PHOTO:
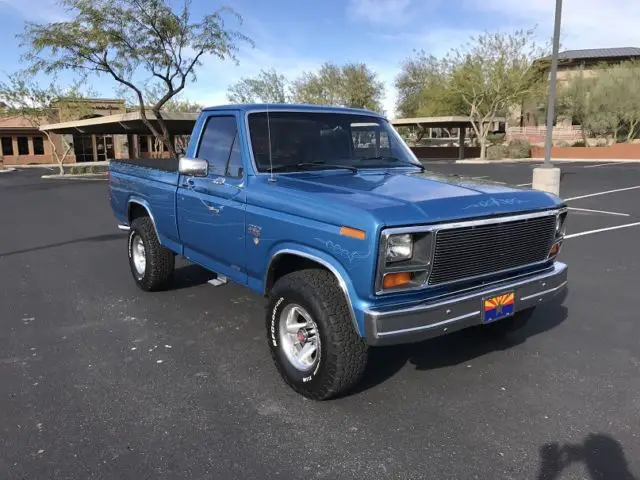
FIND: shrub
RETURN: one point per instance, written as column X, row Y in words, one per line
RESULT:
column 496, row 152
column 495, row 138
column 519, row 149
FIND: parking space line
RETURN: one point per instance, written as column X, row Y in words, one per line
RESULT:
column 599, row 211
column 589, row 232
column 606, row 164
column 602, row 193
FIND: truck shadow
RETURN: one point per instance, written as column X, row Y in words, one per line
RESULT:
column 190, row 275
column 602, row 456
column 453, row 349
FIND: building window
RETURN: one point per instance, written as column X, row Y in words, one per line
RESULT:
column 38, row 146
column 23, row 146
column 144, row 144
column 7, row 146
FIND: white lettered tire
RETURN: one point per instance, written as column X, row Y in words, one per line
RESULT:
column 312, row 338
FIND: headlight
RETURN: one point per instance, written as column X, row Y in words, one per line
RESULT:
column 399, row 247
column 561, row 224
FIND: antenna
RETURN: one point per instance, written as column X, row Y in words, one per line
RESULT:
column 271, row 178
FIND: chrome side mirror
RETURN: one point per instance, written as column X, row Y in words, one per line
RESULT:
column 193, row 167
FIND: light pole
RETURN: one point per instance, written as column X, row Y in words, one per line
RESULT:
column 547, row 178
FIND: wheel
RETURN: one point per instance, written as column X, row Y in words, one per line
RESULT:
column 313, row 341
column 510, row 324
column 151, row 264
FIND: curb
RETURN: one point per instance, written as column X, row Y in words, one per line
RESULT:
column 477, row 161
column 83, row 176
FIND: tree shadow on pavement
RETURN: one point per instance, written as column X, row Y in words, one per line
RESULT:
column 188, row 276
column 97, row 238
column 455, row 348
column 602, row 455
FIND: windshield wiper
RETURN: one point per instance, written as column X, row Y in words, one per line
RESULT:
column 303, row 165
column 396, row 160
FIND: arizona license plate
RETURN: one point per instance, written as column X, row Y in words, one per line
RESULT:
column 498, row 307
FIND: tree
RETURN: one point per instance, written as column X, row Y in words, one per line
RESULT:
column 133, row 42
column 495, row 72
column 351, row 85
column 618, row 92
column 424, row 88
column 268, row 87
column 24, row 97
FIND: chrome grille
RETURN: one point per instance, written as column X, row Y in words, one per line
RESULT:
column 473, row 251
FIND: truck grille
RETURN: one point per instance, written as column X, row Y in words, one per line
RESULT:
column 484, row 249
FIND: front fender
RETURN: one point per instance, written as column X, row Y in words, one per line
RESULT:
column 356, row 306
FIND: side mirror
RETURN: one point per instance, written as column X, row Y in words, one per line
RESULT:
column 193, row 167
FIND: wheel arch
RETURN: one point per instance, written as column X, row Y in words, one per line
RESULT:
column 139, row 208
column 288, row 260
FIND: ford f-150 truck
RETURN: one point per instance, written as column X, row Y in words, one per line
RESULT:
column 327, row 213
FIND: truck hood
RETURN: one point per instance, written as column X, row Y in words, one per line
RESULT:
column 404, row 198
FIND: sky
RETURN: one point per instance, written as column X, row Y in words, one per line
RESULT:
column 294, row 36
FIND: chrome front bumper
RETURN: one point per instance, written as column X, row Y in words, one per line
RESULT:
column 445, row 315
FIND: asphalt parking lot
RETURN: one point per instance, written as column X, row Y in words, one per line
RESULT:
column 101, row 380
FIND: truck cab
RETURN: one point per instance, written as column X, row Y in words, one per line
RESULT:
column 327, row 213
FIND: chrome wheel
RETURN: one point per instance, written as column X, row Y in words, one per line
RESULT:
column 139, row 255
column 299, row 337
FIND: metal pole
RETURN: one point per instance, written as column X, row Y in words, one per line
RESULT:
column 552, row 85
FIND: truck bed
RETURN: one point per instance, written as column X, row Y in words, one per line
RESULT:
column 165, row 164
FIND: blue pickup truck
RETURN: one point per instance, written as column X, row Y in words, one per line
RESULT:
column 327, row 213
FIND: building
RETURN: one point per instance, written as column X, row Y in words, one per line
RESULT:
column 527, row 122
column 22, row 143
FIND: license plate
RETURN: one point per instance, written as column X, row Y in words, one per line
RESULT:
column 498, row 307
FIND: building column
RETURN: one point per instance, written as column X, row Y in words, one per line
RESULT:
column 461, row 132
column 94, row 147
column 14, row 142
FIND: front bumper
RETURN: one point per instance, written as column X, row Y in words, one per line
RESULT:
column 455, row 312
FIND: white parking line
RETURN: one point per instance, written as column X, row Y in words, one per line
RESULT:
column 602, row 193
column 599, row 211
column 606, row 164
column 589, row 232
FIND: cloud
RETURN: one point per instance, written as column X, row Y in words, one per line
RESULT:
column 386, row 12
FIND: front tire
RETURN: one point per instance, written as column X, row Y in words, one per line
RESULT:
column 313, row 342
column 151, row 264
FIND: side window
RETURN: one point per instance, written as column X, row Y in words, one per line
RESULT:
column 216, row 142
column 234, row 167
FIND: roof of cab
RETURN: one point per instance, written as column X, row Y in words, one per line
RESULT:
column 288, row 107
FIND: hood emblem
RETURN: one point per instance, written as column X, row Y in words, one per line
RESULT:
column 496, row 202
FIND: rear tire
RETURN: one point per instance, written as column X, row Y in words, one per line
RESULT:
column 308, row 310
column 151, row 264
column 509, row 325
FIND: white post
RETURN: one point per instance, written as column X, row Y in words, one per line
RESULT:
column 547, row 177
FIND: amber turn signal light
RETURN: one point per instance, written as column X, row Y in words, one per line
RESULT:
column 396, row 279
column 353, row 233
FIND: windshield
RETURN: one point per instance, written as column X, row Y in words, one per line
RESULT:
column 299, row 139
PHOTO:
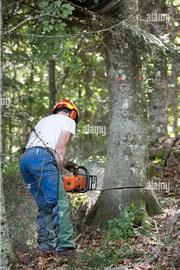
○ ○ ○ ○ ○ ○ ○
* _Work item_
Determine how many lines in the data include "plate", and let the answer be that number alone.

* _Exercise result_
2